= Work instructions =
1/ Reproduce the ultrasonic antifouling text verbatim from "Recent Developments" to "other electronic kit.".
2/ In the ultrasonic antifouling text below, condense the paragraph beginning "The amplitude of the vibration produced by the transducers" into a bulleted list that keeps its main facts.

= Provided passage =
>> start
During the development of the hardware, I sometimes handled active transducers without any effect, until one day when I firmly clamped one of them between the palms of my hands. All I could sometimes feel was the odd vibration accompanying the faint ticking noise as the ultrasonic bursts started and stopped. A day or two later, I noticed a dark circular spot in my palm in the exact area that had been in contact with the face of the transducer. The best way I can describe it is like a dark brown grease stain that hadn’t fully washed off. It wouldn’t wash off or even scrape off, because it wasn’t on the skin. I believe the ultrasonic energy broke the capillaries underneath the skin and caused superficial internal bleeding. It took weeks to fade away. Probably not a great idea. The transducers emit short bursts and a lot of them are at frequencies where the energy output is quite low, but they do punch out some power at times when they hit a resonance peak. Such a transducer continuously driven at high power would most likely be able to cause soft tissue injuries.
Risks to the Hull
A friend, retired engineer, got interested in such a system for his alloy yacht, so I gave him the Silicon Chip article to read as background material, but he eventually decided against it. His concern was that the vibration induced in the hull would cause metal fatigue and cracking. I disagree with his conclusion for reasons I will develop shortly, but the thought process he followed is correct. As there would be no more evidence to either support or rule out hull damage like cracking or delamination from ultrasonic energy, if such hull damage was found, its root cause could probably be debated with no end if someone decided to blame the system for it.
The amplitude of the vibration produced by the transducers is measured in nanometres: millionth of a millimetre. It appears insignificant when compared to the vibrations induced by engines and wave impacts and I know of aluminium passenger ferries that have logged in excess of 30 years of continuous commercial service. Their hulls haven’t fractured into little pieces, so I don’t share the concern that sound waves propagating through the plating can cause sufficient stress to induce cracking. Stainless steel ultrasonic cleaning tanks don’t appear to crack either in spite of comparatively massive ultrasonic energy levels. In ultrasonic antifouling applications, the power level is just far too low to damage materials in my opinion and there is no record of hull damage that I am aware of.
Conclusion
I am not aware of any scientific impact studies for hull antifouling applications. A few papers have been published about the effects of ultrasonic energy on algae in suspension in the water and they indicate that prolonged exposure indeed damages them, but the power levels used were high in comparison and the algae was contained in a tank, not drifting. It appears to be a rather clean and low-impact technology.
Recent Developments
At some point after I built the prototype in 2014, Jaycar appeared to have discontinued their ultrasonic antifouling kit. People who had originally bought the Jaycar kit needed to build the transformer and encapsulate the transducer. Later, the kit apparently shipped with those items ready-made, albeit at a higher cost. Some buyers may have experienced difficulties with assembling it. Winding the transformer was not difficult, but it required care and attention, because mistakes almost invariably resulted in destroyed transistors on the circuit board. The construction of the transducer certainly was at the level of many hands-on boat owners and soldering the board wasn’t any different than building any other electronic kit.
>> end
= Items =
>> start
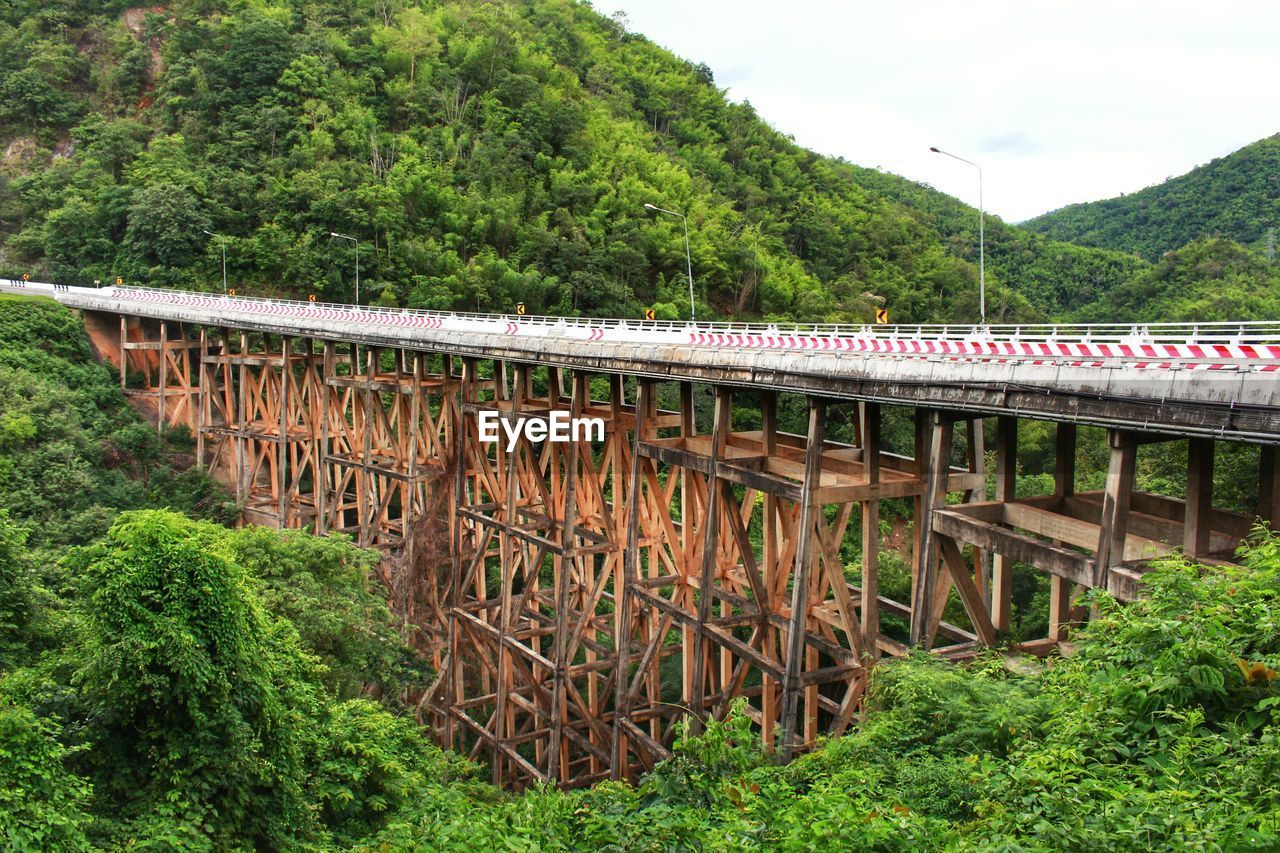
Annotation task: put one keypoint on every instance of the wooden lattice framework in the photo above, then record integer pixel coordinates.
(580, 600)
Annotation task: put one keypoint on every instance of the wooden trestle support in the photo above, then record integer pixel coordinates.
(580, 600)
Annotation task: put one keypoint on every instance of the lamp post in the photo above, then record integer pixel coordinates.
(689, 258)
(222, 243)
(982, 237)
(333, 233)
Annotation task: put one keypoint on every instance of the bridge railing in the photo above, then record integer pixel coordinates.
(1217, 332)
(1249, 332)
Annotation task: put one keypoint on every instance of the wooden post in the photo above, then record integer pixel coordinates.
(1115, 505)
(124, 352)
(711, 551)
(869, 418)
(202, 405)
(1200, 497)
(1060, 589)
(164, 378)
(927, 576)
(804, 560)
(1006, 489)
(1269, 487)
(769, 685)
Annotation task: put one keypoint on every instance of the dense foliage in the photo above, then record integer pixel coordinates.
(1235, 197)
(1207, 279)
(484, 153)
(72, 451)
(163, 703)
(176, 710)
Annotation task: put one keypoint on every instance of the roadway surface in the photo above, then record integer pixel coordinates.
(1205, 379)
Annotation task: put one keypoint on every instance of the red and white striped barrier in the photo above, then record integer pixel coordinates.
(1130, 347)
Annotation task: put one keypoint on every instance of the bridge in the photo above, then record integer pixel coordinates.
(579, 598)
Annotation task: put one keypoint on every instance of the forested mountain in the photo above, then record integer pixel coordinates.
(484, 154)
(1237, 197)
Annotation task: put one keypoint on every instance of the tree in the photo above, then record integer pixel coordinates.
(165, 226)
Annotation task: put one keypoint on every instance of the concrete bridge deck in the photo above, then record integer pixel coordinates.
(579, 600)
(1185, 379)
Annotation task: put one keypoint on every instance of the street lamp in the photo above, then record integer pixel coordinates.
(689, 258)
(222, 243)
(982, 217)
(333, 233)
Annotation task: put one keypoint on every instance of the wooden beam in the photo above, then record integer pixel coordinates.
(869, 419)
(937, 464)
(1006, 489)
(804, 561)
(1115, 505)
(1200, 497)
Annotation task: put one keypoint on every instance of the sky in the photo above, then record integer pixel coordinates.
(1057, 101)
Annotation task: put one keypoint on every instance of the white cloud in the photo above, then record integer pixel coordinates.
(1060, 101)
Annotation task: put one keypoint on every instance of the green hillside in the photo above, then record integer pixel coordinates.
(484, 154)
(1237, 197)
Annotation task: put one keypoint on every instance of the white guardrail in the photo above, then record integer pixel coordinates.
(1216, 345)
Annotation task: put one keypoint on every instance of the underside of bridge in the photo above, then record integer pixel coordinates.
(581, 600)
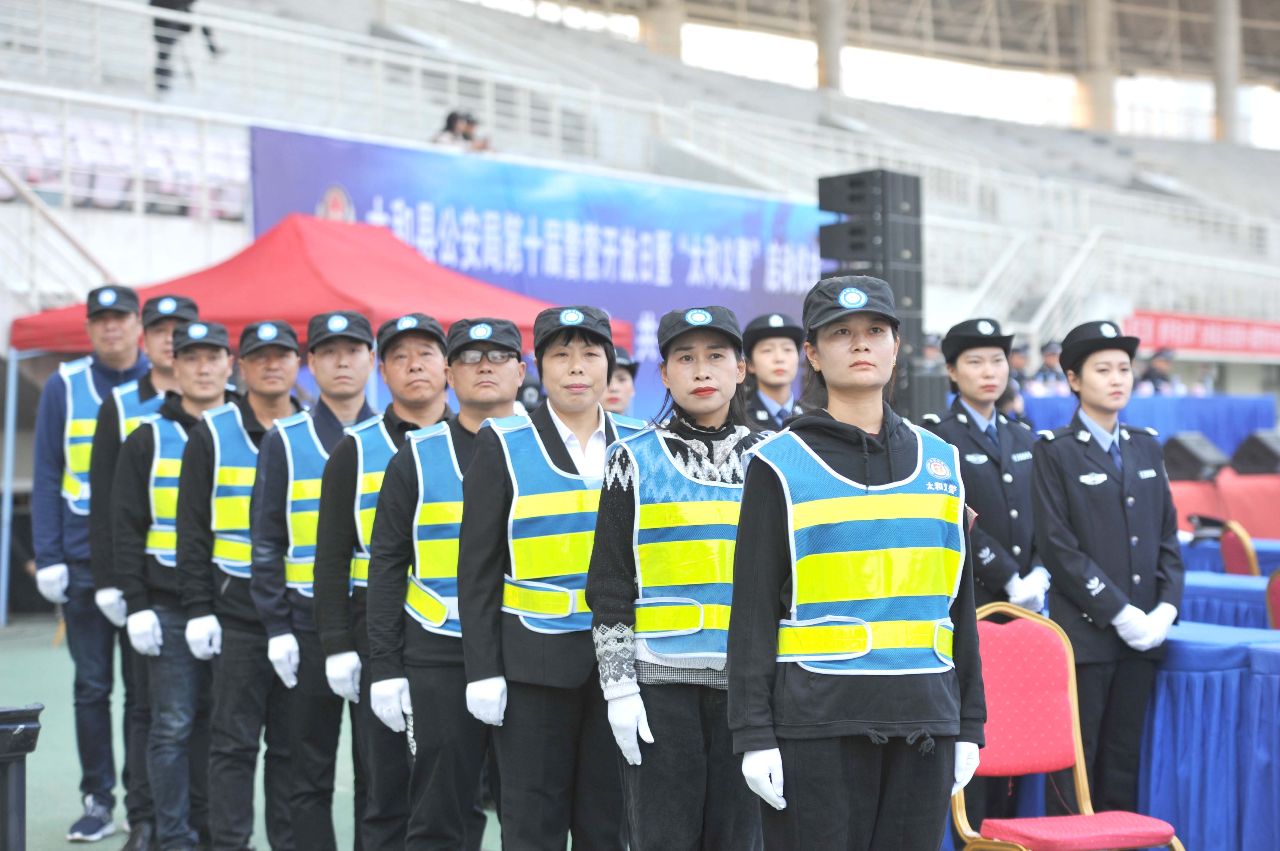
>> end
= Answers to the exercises =
1/
Recent Developments
At some point after I built the prototype in 2014, Jaycar appeared to have discontinued their ultrasonic antifouling kit. People who had originally bought the Jaycar kit needed to build the transformer and encapsulate the transducer. Later, the kit apparently shipped with those items ready-made, albeit at a higher cost. Some buyers may have experienced difficulties with assembling it. Winding the transformer was not difficult, but it required care and attention, because mistakes almost invariably resulted in destroyed transistors on the circuit board. The construction of the transducer certainly was at the level of many hands-on boat owners and soldering the board wasn’t any different than building any other electronic kit.

2/
- Transducer vibration amplitude is measured in nanometres (millionths of a millimetre).
- This seems insignificant next to vibrations from engines and wave impacts.
- Some aluminium passenger ferries have logged more than 30 years of continuous commercial service without their hulls fracturing.
- The author therefore doubts that sound waves propagating through the plating can cause enough stress to induce cracking.
- Stainless steel ultrasonic cleaning tanks don't appear to crack despite much higher ultrasonic energy levels.
- In the author's opinion, the power level in ultrasonic antifouling is far too low to damage materials, and the author knows of no recorded hull damage.